Source data
------------------------
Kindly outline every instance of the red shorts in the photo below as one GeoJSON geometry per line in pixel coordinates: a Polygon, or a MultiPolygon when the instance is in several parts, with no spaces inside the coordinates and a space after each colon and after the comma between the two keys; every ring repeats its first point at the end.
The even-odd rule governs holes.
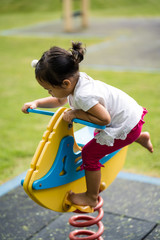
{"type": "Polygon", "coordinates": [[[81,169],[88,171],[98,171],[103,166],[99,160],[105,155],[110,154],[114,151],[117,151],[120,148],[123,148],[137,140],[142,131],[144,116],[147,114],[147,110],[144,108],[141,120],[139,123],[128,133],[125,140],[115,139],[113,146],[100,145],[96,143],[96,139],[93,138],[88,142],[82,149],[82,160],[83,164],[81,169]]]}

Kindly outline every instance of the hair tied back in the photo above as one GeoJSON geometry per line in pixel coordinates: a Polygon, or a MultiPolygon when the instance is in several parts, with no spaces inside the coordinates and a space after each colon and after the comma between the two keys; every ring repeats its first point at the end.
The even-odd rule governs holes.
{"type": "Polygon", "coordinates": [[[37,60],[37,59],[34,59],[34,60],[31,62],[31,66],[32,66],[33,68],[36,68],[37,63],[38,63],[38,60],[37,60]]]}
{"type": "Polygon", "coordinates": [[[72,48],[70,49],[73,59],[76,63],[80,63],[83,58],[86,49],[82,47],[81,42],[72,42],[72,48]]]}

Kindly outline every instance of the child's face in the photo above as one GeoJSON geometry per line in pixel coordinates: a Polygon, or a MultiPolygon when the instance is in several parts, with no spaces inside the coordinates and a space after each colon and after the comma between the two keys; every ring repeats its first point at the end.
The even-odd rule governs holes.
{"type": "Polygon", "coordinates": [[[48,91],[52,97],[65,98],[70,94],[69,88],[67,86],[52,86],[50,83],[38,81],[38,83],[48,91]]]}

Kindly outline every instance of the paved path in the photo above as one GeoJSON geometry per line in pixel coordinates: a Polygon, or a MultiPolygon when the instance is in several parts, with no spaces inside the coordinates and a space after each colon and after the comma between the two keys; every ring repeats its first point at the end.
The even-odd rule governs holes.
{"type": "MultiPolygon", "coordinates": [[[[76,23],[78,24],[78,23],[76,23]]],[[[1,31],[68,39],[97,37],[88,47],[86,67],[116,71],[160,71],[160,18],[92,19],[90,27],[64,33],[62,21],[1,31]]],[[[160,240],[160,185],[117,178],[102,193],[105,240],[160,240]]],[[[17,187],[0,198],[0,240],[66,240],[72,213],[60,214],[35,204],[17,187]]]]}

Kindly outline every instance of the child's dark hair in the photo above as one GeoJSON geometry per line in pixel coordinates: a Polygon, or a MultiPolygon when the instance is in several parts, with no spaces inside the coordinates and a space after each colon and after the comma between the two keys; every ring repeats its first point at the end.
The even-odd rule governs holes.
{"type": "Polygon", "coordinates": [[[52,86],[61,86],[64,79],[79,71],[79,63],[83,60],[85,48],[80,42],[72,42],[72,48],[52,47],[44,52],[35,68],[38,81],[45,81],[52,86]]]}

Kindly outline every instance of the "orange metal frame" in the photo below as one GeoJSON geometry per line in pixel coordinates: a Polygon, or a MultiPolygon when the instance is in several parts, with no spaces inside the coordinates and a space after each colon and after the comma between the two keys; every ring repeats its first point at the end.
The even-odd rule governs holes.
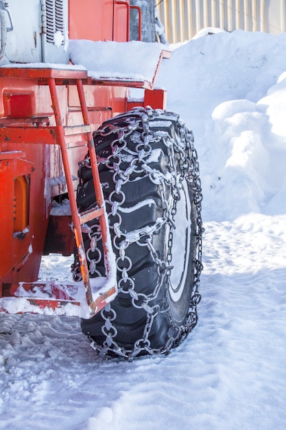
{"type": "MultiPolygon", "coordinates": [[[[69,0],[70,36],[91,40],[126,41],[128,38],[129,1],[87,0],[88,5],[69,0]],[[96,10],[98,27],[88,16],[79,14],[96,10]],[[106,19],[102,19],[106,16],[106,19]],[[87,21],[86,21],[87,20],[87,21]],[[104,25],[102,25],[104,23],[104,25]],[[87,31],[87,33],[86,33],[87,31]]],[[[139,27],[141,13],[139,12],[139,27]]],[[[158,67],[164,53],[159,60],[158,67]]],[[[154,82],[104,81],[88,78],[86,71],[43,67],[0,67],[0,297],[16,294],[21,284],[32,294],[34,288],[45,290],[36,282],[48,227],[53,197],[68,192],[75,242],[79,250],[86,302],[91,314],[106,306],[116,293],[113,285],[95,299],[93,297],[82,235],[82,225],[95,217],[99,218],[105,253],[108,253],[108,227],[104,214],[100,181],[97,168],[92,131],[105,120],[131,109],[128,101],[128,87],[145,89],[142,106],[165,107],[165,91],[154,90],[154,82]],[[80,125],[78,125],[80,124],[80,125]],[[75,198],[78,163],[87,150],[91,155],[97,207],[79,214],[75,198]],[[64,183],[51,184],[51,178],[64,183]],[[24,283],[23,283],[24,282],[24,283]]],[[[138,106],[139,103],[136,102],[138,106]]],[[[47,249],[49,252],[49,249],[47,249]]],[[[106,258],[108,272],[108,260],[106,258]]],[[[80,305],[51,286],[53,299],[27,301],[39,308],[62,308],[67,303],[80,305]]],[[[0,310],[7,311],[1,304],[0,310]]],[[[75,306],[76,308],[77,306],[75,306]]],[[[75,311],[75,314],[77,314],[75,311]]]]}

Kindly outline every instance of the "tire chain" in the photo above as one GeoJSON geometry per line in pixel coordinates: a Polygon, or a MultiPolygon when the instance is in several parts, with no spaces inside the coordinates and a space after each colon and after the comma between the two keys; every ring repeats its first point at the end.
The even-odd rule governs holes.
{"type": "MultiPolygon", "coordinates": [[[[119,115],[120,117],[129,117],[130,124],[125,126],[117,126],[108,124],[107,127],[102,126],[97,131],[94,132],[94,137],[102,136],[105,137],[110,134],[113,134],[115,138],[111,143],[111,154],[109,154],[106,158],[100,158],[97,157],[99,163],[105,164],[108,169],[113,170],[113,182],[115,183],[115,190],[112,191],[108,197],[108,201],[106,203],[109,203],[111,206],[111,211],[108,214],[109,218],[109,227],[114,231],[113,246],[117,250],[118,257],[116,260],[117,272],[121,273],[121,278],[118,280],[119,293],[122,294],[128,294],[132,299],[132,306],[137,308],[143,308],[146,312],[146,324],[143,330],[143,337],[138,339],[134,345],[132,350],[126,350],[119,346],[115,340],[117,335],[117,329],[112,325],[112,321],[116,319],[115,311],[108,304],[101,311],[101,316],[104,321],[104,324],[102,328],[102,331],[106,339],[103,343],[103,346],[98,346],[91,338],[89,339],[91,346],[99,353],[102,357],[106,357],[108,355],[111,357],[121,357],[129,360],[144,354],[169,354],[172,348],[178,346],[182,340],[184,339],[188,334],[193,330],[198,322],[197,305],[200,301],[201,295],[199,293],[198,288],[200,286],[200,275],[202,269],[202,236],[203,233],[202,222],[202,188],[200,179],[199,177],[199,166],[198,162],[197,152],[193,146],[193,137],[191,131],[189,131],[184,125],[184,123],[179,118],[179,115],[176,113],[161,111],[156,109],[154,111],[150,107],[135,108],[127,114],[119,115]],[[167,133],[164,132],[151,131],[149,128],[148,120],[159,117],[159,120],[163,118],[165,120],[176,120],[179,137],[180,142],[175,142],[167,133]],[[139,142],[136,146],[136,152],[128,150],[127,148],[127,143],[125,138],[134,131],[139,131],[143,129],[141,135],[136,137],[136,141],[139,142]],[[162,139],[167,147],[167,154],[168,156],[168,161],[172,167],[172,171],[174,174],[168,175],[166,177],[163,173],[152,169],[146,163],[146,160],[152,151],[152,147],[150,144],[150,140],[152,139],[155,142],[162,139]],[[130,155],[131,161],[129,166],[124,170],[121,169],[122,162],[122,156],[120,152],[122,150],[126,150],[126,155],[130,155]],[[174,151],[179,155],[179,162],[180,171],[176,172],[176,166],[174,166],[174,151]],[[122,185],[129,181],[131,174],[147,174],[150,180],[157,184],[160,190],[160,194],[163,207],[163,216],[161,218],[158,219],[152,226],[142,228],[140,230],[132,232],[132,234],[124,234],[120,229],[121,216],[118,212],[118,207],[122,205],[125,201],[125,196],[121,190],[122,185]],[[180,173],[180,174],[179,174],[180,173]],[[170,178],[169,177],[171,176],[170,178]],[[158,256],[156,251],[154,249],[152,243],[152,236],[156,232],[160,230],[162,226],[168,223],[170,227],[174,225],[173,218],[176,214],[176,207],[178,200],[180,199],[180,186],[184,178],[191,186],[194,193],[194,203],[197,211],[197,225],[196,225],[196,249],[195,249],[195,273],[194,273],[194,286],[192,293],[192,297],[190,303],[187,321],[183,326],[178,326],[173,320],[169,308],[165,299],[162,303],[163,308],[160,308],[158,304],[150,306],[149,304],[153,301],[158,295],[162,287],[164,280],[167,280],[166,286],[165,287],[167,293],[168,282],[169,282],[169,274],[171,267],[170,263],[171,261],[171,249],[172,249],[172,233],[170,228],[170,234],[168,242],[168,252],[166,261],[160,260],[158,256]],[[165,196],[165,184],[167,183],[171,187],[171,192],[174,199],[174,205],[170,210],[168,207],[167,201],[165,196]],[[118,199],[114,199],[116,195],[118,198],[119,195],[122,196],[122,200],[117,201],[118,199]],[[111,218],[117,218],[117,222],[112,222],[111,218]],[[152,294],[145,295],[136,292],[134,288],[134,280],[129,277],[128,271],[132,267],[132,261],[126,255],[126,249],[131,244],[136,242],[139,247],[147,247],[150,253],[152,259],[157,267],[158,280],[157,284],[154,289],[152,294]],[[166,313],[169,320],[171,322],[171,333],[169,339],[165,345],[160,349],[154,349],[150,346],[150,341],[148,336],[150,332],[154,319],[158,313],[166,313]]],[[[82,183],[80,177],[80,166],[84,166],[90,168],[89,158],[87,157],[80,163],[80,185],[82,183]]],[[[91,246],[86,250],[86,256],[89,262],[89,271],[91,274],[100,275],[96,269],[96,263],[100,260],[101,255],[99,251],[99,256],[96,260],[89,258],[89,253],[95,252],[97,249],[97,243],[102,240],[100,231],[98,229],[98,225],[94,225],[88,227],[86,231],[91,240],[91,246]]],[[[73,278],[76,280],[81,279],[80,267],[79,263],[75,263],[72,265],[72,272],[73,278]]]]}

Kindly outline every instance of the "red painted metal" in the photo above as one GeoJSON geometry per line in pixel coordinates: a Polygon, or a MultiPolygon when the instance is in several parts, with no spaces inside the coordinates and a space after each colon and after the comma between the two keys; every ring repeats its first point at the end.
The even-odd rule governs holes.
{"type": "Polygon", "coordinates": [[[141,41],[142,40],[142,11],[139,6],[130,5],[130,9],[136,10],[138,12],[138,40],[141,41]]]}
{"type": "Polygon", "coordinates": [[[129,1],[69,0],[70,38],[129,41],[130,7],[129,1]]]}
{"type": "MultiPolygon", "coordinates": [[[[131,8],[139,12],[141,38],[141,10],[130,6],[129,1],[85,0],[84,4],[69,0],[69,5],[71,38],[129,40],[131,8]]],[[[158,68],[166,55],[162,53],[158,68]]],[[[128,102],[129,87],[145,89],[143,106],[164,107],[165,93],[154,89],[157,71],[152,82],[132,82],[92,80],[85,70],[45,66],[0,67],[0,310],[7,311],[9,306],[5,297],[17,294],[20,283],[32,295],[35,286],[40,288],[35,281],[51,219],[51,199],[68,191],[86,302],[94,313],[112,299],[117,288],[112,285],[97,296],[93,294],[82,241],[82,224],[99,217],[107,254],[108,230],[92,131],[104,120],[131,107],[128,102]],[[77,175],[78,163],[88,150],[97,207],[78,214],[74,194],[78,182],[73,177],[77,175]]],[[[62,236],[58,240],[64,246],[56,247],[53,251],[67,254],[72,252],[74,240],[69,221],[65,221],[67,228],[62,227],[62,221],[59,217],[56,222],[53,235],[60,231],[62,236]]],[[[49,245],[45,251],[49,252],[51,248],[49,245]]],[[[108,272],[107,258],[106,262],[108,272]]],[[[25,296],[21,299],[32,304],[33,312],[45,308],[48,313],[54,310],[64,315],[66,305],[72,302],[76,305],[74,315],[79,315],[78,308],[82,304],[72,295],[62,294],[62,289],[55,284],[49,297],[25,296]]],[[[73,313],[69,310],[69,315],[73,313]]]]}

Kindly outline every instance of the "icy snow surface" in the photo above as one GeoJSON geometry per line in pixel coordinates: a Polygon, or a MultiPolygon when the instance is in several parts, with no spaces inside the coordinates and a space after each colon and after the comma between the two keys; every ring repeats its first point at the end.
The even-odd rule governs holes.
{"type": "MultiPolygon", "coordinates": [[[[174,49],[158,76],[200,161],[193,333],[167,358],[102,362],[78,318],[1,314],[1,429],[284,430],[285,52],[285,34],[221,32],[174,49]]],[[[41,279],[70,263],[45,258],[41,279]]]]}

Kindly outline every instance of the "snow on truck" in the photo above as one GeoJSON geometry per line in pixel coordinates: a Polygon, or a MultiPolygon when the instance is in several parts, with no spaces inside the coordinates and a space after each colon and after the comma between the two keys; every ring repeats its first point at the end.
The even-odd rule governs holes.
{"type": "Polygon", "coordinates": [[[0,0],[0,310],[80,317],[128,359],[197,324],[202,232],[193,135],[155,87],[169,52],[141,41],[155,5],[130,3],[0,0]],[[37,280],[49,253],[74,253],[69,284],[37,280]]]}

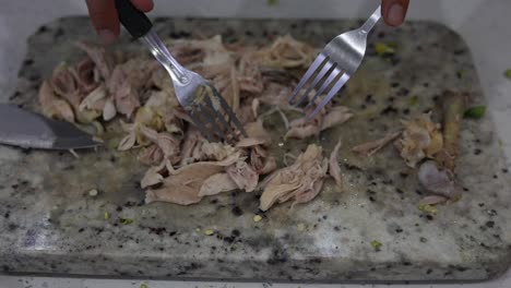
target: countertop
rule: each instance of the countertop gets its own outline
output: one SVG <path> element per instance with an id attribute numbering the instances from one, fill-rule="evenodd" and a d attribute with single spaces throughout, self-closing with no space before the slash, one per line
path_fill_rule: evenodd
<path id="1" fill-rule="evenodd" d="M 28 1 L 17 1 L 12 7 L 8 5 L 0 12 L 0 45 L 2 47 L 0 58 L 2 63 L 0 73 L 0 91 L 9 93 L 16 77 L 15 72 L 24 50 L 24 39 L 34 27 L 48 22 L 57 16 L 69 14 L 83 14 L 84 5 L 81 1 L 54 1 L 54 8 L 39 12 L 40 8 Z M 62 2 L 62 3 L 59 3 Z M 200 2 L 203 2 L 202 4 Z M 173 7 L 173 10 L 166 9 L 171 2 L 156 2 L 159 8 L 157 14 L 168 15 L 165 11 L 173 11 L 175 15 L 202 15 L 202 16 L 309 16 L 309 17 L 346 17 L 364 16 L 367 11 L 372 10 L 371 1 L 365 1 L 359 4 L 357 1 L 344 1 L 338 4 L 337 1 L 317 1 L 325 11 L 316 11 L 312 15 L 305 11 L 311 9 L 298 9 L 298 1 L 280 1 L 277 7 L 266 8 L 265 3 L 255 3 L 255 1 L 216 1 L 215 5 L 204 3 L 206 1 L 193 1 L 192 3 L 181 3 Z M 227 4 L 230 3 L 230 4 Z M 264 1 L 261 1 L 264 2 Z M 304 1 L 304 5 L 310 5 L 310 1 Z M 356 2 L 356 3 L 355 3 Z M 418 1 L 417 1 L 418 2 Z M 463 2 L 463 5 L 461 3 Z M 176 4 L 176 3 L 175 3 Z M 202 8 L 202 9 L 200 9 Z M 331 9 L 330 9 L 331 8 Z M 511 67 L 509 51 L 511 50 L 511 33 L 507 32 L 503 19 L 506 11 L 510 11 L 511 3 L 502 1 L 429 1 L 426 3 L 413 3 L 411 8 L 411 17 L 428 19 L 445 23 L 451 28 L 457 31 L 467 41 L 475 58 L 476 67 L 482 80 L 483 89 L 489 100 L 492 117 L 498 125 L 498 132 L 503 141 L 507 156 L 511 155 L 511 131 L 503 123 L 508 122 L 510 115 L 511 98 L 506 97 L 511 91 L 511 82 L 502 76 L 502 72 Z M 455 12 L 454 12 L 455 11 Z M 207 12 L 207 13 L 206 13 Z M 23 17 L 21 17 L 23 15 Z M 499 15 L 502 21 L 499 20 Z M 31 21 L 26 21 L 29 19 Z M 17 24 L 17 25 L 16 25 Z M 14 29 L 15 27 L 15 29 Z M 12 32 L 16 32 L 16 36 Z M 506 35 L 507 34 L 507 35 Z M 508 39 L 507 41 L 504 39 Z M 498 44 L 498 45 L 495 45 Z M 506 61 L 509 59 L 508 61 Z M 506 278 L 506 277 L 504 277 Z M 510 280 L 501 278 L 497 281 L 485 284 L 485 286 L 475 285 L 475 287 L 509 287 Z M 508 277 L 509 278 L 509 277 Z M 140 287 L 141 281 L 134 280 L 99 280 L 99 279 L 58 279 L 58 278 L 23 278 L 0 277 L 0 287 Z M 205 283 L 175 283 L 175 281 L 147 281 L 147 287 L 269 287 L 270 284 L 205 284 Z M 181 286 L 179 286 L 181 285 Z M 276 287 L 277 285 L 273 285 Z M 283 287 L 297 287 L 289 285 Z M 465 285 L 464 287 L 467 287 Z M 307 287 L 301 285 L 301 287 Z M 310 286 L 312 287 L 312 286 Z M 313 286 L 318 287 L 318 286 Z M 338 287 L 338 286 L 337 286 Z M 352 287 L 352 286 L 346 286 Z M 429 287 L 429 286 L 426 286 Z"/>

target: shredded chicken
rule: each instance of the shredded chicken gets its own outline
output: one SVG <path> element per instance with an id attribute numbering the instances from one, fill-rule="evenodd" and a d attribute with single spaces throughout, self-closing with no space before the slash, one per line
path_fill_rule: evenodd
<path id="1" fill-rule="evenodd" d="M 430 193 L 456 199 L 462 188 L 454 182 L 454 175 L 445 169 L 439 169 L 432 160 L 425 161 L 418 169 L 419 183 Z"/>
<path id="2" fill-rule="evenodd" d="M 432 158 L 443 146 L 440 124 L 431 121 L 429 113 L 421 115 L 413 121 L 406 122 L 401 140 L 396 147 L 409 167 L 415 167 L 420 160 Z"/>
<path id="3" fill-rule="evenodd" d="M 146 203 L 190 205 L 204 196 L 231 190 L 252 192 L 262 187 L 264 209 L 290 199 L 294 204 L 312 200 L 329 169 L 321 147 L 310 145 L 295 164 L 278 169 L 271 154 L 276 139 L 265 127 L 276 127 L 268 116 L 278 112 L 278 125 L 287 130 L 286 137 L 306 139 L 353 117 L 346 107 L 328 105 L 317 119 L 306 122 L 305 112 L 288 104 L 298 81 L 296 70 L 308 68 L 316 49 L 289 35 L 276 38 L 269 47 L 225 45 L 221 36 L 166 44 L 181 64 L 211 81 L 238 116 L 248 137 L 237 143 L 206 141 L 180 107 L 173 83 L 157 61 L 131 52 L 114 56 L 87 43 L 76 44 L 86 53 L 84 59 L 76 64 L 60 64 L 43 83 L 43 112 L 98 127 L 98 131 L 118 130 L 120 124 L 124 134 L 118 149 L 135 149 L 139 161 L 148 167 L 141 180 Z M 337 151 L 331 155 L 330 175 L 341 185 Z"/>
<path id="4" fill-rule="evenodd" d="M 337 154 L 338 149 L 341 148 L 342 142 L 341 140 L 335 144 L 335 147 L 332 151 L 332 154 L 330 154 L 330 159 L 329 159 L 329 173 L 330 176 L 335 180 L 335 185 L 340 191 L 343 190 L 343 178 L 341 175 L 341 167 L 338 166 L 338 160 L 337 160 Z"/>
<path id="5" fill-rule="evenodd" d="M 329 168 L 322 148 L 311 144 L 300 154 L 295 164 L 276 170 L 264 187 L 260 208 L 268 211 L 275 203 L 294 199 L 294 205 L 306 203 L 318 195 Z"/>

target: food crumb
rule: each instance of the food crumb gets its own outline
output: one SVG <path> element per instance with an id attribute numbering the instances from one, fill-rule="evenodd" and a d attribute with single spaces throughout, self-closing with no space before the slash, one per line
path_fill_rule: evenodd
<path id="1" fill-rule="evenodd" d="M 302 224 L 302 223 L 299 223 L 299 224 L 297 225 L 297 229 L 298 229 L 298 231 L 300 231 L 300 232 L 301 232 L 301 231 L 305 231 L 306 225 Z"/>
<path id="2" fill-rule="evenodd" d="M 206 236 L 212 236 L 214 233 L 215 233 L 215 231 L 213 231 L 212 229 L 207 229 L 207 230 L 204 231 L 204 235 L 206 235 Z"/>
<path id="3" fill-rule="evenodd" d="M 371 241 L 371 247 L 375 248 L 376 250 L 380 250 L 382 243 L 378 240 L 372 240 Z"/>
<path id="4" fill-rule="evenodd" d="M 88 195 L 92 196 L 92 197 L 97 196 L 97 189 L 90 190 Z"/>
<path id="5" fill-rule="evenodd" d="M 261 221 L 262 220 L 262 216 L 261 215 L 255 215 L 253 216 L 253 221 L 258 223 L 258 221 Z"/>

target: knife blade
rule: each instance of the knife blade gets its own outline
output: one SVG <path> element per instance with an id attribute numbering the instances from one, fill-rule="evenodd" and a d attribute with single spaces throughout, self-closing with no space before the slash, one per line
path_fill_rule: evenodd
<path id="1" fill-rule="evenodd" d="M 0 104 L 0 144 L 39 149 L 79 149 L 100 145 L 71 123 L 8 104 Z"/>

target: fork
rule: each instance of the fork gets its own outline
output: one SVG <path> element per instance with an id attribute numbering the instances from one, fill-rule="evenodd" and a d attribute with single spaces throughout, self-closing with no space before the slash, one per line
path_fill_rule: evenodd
------------------------
■ **Task statement**
Format every line of the items, from the one containing "target: knife blade" through the end of the items, inclusive, as a Markdown table with the columns Row and Line. Leave out blank lines.

■ **Answer for this exercise**
| Row | Line |
|---|---|
| 1 | target: knife blade |
| 2 | rule: each instance of the knife blade gets its own outline |
| 3 | output: one SVG <path> element per instance with an id attribute numbering the instances from one, fill-rule="evenodd" and a d attribute with single spaces throughout, self-closing with no space before the slash, one per line |
| 4 | path_fill_rule: evenodd |
| 5 | <path id="1" fill-rule="evenodd" d="M 0 104 L 0 144 L 39 149 L 79 149 L 100 145 L 71 123 L 8 104 Z"/> |
| 6 | target: fork |
| 7 | rule: each instance of the fork gets its own outline |
| 8 | output: one SVG <path> element per instance with an id attribute numbering the instances from one, fill-rule="evenodd" and a d attribute with single spaces throughout, self-closing with no space before the slash, one per line |
| 9 | path_fill_rule: evenodd |